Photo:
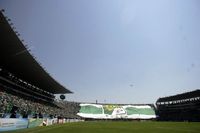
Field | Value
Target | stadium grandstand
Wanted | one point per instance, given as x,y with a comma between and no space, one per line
26,88
181,107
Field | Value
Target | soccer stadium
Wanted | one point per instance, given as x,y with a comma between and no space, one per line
27,101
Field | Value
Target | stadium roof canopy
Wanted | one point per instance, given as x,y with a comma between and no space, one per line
15,58
187,95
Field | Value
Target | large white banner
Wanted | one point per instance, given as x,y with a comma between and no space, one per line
98,111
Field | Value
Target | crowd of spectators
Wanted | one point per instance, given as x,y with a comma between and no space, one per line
10,103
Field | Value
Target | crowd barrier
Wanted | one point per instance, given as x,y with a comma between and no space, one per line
8,124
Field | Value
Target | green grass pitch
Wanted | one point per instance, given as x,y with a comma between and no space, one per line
117,127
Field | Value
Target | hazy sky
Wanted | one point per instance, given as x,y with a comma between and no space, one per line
114,51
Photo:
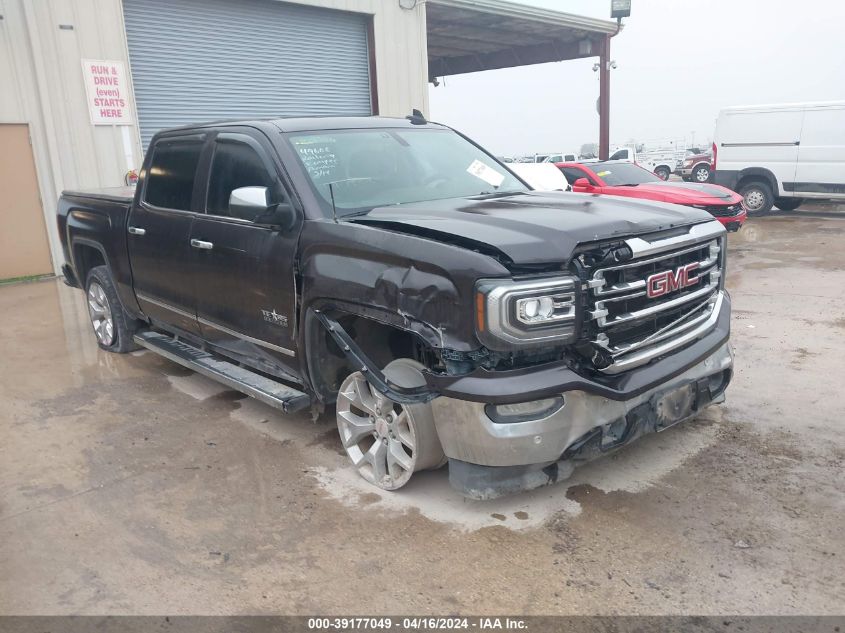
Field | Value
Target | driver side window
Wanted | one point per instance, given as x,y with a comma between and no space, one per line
234,165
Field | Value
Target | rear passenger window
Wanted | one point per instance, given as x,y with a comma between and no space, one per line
170,183
234,165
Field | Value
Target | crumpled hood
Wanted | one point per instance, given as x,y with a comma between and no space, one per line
534,227
689,192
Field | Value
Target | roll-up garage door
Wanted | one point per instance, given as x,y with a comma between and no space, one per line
204,60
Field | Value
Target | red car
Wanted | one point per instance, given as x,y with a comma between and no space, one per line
618,178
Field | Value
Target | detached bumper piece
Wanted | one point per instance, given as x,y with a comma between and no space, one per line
594,433
261,388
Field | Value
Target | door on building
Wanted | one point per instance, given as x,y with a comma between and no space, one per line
24,250
206,60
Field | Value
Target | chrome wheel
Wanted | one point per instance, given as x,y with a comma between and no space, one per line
754,199
387,442
100,312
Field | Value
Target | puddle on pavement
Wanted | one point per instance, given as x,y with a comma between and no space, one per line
634,469
197,386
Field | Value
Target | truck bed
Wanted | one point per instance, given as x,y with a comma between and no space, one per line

++++++

■ **Directions**: Collect every line in the rows above that contains the word "window". Matches are case-sensitive.

■ **Full solution**:
Target | driver side window
Target | rear passenger window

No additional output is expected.